─── EXCERPTED TEXT ───

The financial statements of the Company have been prepared in accordance with generally accepted accounting principles in the United States, and are expressed in US dollars. The Company’s fiscal year end is June 30.

 

b)   Interim Financial Statements

 

These interim unaudited financial statements have been prepared in accordance with accounting principles generally accepted in the United States for interim financial information on the same basis as the annual financial statements and in the opinion of management, reflect all adjustments, which include only normal recurring adjustments, necessary to present fairly the Company’s financial position, results of operations and cash flows for the periods shown. The results of operations for such periods are not necessarily indicative of the results expected for a full year or for any future period. They do not include all of the information and footnotes required by generally accepted accounting principles for complete financial statements. Therefore, these financial statements should be read in conjunction with the Company’s audited financial statements and notes thereto for the year ended June 30, 2011.

 

c)   Use of Estimates

 

The preparation of financial statements in conformity with US generally accepted accounting principles requires management to make estimates and assumptions that affect the reported amounts of assets and liabilities and disclosure of contingent assets and liabilities at the date of the financial statements and the reported amounts of revenues and expenses during the reporting period. The Company regularly evaluates estimates and assumptions related to valuation of long-lived assets and deferred income tax asset valuation allowances. The Company bases its estimates and assumptions on current facts, historical experience and various other factors that it believes to be reasonable under the circumstances, the results of which form the basis for making judgments about the carrying values of assets and liabilities and the accrual of costs and expenses that are not readily apparent from other sources. The actual results experienced by the Company may differ materially and adversely from the Company’s estimates. To the extent there are material differences between the estimates and the actual results, future results of operations will be affected.

 

d)   Cash and Cash Equivalents

 

The Company considers all highly liquid instruments with maturity of three months or less at the time of issuance to be cash equivalents.

 

e)   Fair Value of Financial Instruments

 

The Company’s financial instruments consist principally of cash, accounts payable and amounts due to related parties. Pursuant to ASC 820, Fair Value Measurements and Disclosures, and ASC 825, Financial Instruments the fair value of our cash equivalents is determined based on “Level 1” inputs, which consist of quoted prices in active markets for identical assets. The Company believes that the recorded values of all of its other financial instruments approximate their current fair values because of their nature and respective relatively short maturity dates or durations.

─── DATA LISTING ───

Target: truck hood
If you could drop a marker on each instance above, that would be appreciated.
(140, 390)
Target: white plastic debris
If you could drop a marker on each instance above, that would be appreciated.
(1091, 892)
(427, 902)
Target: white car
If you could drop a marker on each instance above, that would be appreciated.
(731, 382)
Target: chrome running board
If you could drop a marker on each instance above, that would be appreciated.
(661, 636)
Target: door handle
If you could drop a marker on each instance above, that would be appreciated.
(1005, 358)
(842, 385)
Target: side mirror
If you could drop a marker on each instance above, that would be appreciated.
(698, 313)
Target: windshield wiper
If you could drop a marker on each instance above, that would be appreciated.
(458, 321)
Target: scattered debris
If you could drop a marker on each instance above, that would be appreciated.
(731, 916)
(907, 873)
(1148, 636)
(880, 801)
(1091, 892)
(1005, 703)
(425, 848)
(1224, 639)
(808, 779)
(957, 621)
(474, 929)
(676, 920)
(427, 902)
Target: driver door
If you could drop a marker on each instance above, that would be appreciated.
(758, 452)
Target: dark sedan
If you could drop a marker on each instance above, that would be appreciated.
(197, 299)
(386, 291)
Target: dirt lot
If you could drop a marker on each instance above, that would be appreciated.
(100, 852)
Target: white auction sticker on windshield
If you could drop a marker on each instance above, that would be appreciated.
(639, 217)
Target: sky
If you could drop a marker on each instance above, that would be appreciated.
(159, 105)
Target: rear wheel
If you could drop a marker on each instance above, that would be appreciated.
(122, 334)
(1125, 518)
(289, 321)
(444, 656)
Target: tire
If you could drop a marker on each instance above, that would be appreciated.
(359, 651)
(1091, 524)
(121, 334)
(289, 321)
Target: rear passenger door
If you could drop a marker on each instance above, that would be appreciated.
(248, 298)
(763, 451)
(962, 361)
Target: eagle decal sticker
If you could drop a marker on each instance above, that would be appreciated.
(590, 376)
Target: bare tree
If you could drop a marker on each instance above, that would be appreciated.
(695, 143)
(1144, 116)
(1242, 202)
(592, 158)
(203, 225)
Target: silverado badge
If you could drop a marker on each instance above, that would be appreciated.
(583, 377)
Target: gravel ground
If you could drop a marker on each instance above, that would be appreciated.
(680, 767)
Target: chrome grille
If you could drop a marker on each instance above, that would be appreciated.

───

◆ SHORT EXERCISE 1 ◆
Using the accounting notes, decide whether each statement below agrees with them. Answer yes or no for each, and quote the deciding words.
(a) The Company's fiscal year ends on June 30.
(b) The interim financial statements have been audited.
(c) Instruments with a maturity of up to six months at issuance count as cash equivalents.
◆ SHORT EXERCISE 2 ◆
Please reproduce word for word the part of the accounting notes that opens with the words containing "d)   Cash and" and closes with "be cash equivalents.".

◆ TASK OUTPUT 1 ◆
(a) Yes: "The Company’s fiscal year end is June 30."
(b) No: "These interim unaudited financial statements"
(c) No: "with maturity of three months or less at the time of issuance to be cash equivalents"

◆ TASK OUTPUT 2 ◆
d)   Cash and Cash Equivalents

 

The Company considers all highly liquid instruments with maturity of three months or less at the time of issuance to be cash equivalents.